Che tendenze si registrano in vista dell’estate 2022?
“Il primo trend che emerge è la percezione da parte dei turisti di essere ormai fuori dalla pandemia, almeno per quanto riguarda la voglia e la possibilità di muoversi. Il punto di preoccupazione dei cittadini ora non è più Covid, ma il rischio di inflazione, di aumento dei prezzi e quindi del potere d’acquisto in futuro. Dopo i due anni che abbiamo passato, prevale la voglia di viaggi. A fronte di questo c’è l’aspetto dell’organizzazione della vacanza, e quindi della prenotazione, che quest’anno è ancora più tardiva dell’anno scorso. Due i motivi: da un lato la voglia di libertà oggi deve coniugarsi con il poter prendere decisioni in qualsiasi momento, dall’altro la consapevolezza di un potere d’acquisto che potrebbe cambiare repentinamente. Quindi per l’estate 2022, le prenotazioni saranno sotto data. Analoga tendenza registrano gli operatori degli altri Paesi europei. C’è poi la conferma dell’interesse preponderante dei connazionali per la vacanza in Italia, pur essendo il nostro nel club dei 10 Paesi che generano più turismo verso l’estero (siamo anche al quito posto nel mondo per incoming generato). Stimiamo quindi che questa estate il 90% degli italiani che andrà in vacanza sceglierà il Belpaese. Il restante 10% andrà invece all’estero”.

La pandemia ha sortito effetti sulle mete estere scelte dagli italiani per le vacanze?
“Certamente. Mentre prima l’outgoing aveva tra le prime cinque destinazioni gli Usa, i Caraibi, il Mar Rosso, il bacino Sud del Mediterraneo e l’Oceano Indiano, oggi è l’Europa a farla da padrona. Con predominanza delle mete balneari di Francia e Spagna, ma anche delle città d’arte come Parigi, che rimane sempre molto amata”.

E l’Oriente?
“In questo caso registriamo fortissime flessioni sia in outgoing che per il turismo verso l’Italia. Il motivo non è tanto la situazione epidemiologica dei Paesi del Far East, quanto quella geopolitica del conflitto in territorio ucraino. Che ha portato alla riduzione delle frequenze di volo da e verso quelle zone, finanche al cambio delle rotte di volo per evitare di passare sopra ai territori interessati dalla guerra. Con il conseguente aumento delle tariffe dei biglietti a causa di percorsi più lunghi”.

*Consegna:* Riporta senza modifiche la parte del brano sulle tendenze turistiche dell'estate 2022 che comincia con "La pandemia ha" e termina con "E l’Oriente?".

*Dati registrati:*
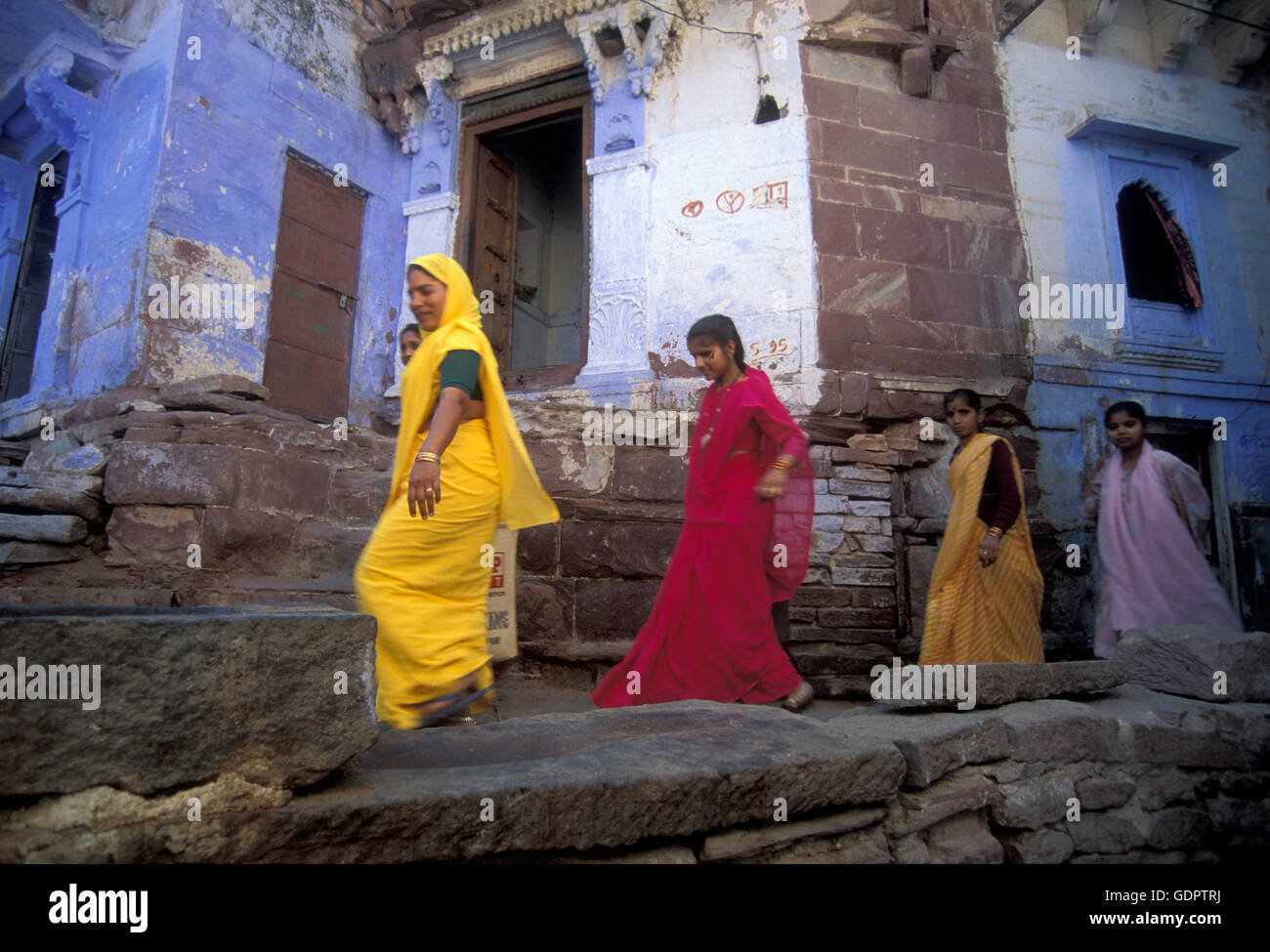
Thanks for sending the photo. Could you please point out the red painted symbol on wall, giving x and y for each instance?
(773, 194)
(731, 201)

*Spazio risposta:*
La pandemia ha sortito effetti sulle mete estere scelte dagli italiani per le vacanze?
“Certamente. Mentre prima l’outgoing aveva tra le prime cinque destinazioni gli Usa, i Caraibi, il Mar Rosso, il bacino Sud del Mediterraneo e l’Oceano Indiano, oggi è l’Europa a farla da padrona. Con predominanza delle mete balneari di Francia e Spagna, ma anche delle città d’arte come Parigi, che rimane sempre molto amata”.

E l’Oriente?